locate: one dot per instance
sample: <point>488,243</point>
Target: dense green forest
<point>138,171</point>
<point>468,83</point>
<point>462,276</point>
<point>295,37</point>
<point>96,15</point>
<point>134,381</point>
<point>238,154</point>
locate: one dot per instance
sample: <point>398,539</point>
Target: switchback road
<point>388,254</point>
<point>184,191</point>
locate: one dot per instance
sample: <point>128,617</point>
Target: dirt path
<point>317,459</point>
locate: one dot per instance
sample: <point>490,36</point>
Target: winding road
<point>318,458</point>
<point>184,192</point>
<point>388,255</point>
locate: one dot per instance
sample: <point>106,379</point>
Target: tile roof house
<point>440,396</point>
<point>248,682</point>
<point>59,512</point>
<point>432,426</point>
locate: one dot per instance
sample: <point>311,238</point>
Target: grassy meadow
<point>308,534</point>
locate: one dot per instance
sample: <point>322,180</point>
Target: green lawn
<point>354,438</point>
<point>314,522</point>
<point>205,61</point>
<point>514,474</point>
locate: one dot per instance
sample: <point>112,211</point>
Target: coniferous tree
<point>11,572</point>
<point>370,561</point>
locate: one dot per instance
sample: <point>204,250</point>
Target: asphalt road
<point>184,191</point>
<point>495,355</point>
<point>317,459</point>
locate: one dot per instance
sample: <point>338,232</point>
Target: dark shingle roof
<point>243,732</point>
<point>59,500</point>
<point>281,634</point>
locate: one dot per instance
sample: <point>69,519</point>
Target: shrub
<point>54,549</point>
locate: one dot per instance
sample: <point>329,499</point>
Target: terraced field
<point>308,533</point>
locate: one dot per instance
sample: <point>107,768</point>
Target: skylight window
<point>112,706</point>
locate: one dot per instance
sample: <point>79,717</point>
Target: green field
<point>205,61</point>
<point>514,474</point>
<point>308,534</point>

□ □ □ □ □

● **EXERCISE REQUIREMENTS**: Retype, without changes, the lines from the line holding "Target: winding road" to the end of the data, both ends included.

● **COMPLETED EXERCISE**:
Target: winding road
<point>318,458</point>
<point>184,192</point>
<point>388,255</point>
locate: one dot per instance
sample: <point>106,379</point>
Target: tile roof house
<point>440,396</point>
<point>248,682</point>
<point>59,512</point>
<point>432,426</point>
locate: one dot per instance
sample: <point>311,238</point>
Target: grassy meadow
<point>308,534</point>
locate: one dot per instance
sample: <point>322,180</point>
Target: green lawn
<point>354,438</point>
<point>314,522</point>
<point>205,61</point>
<point>514,474</point>
locate: one dot per instance
sample: <point>112,211</point>
Target: coniferous tree
<point>11,572</point>
<point>370,561</point>
locate: one dot per instance
sample: <point>204,250</point>
Target: asphalt road
<point>184,191</point>
<point>495,355</point>
<point>317,459</point>
locate: one dot per instance
sample: <point>338,232</point>
Target: dark shingle roof
<point>243,732</point>
<point>59,500</point>
<point>281,634</point>
locate: one dot per instance
sample: <point>69,519</point>
Target: shrub
<point>54,549</point>
locate: one dot per instance
sample: <point>329,499</point>
Target: terraced field
<point>308,533</point>
locate: one dot per instance
sample: <point>107,768</point>
Target: skylight window
<point>112,706</point>
locate: one dot per instance
sample: <point>79,717</point>
Target: green field
<point>205,61</point>
<point>514,474</point>
<point>308,534</point>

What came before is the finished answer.